───── EXERCISE PASSAGE ─────
Office space meme:
“If y’all could stop calling an LLM “open source” just because they published the weights… that would be great.”
Seems kinda reductive about what makes it different from most other LLM’s
The other LLMs aren’t open source, either.
isn’t that just trained from the other AI?
Most certainly not. If it were, it wouldn’t output coherent text, since LLM output degenerates if you human-centipede its’ outputs.
And the way it uses that data, afaik, is open and editable, and the license to use it is open.
From that standpoint, every binary blob should be considered “open source”, since the machine instructions are readable in RAM.
-
Well that’s the argument.
-
Ai condensing ai is what is talked about here, from my understanding deepseek is two parts and they start with known datasets in use, and the two parts bounce ideas against each other and calculates fitness. So degrading recursive results is being directly tackled here. But training sets are tokenized gathered data. The gathering of data sets is a rights issue, but this is not part of the conversation here.
-
It could be i don’t have a complete concept on what is open source, but from looking into it, all the boxes are checked. The data set is not what is different, it’s just data. Deepseek say its weights are available and open to be changed (https://api-docs.deepseek.com/news/news250120) but the processes that handle that data at unprecedented efficiency us what makes it special
The point of open source is access to reproducability the weights are the end products (like a binary blob), you need to supply a way on how the end product is created to be open source.
───── RECORD EXTRACTS ─────
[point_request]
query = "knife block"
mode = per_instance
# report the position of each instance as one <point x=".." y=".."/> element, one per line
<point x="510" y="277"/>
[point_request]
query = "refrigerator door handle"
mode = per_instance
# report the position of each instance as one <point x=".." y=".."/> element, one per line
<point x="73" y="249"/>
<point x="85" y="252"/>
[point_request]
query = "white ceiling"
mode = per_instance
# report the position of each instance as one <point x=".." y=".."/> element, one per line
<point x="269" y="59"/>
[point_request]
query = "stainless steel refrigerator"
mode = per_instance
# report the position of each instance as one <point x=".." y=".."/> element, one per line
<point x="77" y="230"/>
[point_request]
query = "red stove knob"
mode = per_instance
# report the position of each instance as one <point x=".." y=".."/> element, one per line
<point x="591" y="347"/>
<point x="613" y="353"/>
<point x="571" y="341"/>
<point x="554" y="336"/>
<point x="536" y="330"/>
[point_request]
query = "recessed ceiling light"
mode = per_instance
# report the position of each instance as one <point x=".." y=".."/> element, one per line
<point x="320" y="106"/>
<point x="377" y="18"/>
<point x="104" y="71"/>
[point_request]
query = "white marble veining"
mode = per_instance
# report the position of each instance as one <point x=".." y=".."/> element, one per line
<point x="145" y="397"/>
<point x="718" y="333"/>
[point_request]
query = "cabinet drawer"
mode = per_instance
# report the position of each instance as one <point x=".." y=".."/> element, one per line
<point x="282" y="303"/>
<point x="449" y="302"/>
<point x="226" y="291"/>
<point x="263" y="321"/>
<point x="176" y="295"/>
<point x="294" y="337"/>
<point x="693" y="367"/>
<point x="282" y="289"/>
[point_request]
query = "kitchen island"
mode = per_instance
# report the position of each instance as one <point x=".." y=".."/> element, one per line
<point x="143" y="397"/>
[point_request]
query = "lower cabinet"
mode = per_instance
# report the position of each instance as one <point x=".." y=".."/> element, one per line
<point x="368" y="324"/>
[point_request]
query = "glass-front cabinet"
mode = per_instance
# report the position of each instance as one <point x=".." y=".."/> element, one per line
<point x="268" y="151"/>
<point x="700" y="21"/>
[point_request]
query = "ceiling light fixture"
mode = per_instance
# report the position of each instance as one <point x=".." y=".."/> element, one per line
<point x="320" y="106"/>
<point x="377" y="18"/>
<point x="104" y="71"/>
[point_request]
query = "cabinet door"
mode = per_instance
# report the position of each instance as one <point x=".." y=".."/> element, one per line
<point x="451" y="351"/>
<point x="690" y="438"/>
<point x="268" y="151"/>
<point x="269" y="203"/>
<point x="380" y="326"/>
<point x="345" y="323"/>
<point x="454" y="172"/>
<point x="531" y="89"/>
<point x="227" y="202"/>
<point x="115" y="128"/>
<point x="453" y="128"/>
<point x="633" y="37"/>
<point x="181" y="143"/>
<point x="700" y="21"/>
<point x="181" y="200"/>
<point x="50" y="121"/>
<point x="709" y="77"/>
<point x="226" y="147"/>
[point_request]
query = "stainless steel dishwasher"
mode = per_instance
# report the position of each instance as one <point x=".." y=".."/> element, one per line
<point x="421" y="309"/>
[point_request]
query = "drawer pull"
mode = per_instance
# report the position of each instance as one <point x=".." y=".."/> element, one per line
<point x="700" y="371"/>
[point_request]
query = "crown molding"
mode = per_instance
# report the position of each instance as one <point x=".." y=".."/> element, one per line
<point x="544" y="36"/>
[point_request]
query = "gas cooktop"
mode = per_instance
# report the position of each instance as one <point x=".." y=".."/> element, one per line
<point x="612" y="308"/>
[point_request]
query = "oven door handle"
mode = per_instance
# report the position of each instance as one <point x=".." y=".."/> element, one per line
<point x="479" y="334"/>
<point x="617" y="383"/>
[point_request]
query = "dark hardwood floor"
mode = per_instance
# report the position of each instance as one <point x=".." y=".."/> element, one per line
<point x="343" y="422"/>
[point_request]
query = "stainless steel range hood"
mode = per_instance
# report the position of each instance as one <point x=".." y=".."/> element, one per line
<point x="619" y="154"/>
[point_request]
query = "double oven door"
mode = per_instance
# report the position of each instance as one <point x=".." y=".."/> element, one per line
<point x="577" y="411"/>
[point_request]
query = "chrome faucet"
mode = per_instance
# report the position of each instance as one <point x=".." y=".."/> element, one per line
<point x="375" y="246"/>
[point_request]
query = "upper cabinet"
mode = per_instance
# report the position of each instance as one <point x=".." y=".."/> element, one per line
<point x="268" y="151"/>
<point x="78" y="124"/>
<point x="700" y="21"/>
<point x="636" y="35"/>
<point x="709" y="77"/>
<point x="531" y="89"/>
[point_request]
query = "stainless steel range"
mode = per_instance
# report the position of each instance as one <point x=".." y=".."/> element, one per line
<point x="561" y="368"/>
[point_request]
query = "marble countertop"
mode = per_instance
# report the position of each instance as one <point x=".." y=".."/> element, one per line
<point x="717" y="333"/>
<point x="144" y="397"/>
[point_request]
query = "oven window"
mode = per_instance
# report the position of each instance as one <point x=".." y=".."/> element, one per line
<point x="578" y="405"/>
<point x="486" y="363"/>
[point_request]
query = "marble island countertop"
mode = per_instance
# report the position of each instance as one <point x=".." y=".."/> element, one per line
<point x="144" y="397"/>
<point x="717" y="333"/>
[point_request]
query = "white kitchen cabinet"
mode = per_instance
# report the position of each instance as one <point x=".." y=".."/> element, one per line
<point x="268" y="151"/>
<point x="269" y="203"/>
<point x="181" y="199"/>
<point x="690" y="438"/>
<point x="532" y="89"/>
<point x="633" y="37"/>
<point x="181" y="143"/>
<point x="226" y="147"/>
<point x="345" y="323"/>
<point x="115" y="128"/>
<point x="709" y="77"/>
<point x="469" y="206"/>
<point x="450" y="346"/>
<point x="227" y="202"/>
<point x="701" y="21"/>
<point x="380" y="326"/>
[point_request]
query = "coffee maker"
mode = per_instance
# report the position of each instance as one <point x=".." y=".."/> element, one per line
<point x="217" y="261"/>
─────
WHAT YOU SHOULD DO
Continue the forum discussion above about whether a language model with published weights counts as open source, starting after its final post.

OUTPUT OF THE TASK
So its not how it tokenized the data you are looking for, it’s not how the weights are applied you want, and it’s not how it functions to structure the output you want because these are all open… it’s the entirety of the bulk unfiltered data you want. Of which deepseek was provided from other ai projects for initial training, can be changed to fit user needs, and doesnt touch on at all how this LLM is different from other LLM’s? This would be as i understand it… like saying that an open source game emulator can’t be open source because Nintendo games are encapsulated? I don’t consider the training data to be the LLM. I consider the system that manipulated that data to be the LLM. Is that where the difference in opinion is?